■ SELECTED TEXT
--------------------------------------------------
# casting platform



## FalseCast (May 7, 2009)

got a mitzi skiff that i totally love but am looking to get a casting platform on it. I think i like the ones with the cage that goes around it 3/4 of the way to help keep fly line in. Anyone know a good welder close to the Sugar Land/Houston area that can put a fly-fishing friendly platform on?
thanks in advance


----------



## stained (Jul 5, 2009)

FalseCast said:


> got a mitzi skiff that i totally love but am looking to get a casting platform on it. I think i like the ones with the cage that goes around it 3/4 of the way to help keep fly line in. Anyone know a good welder close to the Sugar Land/Houston area that can put a fly-fishing friendly platform on?
> thanks in advance


Call Keith Doty at Texas Hunting Systems (f/k/a Southern Sportsman Marine) 713-663-6906. They're in Bellaire. He has custom built several, one-off items for me including this platform:







IMGP1409.2.jpg








IMGP0327.2.jpg

Good sheitte. Good guy. Fishes a bunch and knows what works and what doesn't. He does a lot boat fabrication and fixes other fab-fock-ups. Engine work too. Draw it up, copy pictures of other platforms, whatever...take it over to him and discuss the details. I've never been dissapointed...


----------



## Stuart (May 21, 2004)

And remember, your boat's cockpit can be one of the best fly line tamers and it's free. Well, you know what I mean.


----------
--------------------------------------------------
■ DATA SEGMENT
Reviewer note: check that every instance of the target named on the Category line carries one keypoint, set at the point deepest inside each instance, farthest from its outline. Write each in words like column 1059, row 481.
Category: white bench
--------------------------------------------------
■ WHAT TO DO
- a) According to the casting platform thread, in which town is Texas Hunting Systems located?
- b) Transcribe the casting platform thread between "## FalseCast (May" and "(Jul 5, 2009)", inclusive.
The listing has no connection to the casting platform thread.

■ ANSWER SET
- a) Bellaire.

- b)
## FalseCast (May 7, 2009)

got a mitzi skiff that i totally love but am looking to get a casting platform on it. I think i like the ones with the cage that goes around it 3/4 of the way to help keep fly line in. Anyone know a good welder close to the Sugar Land/Houston area that can put a fly-fishing friendly platform on?
thanks in advance


----------



## stained (Jul 5, 2009)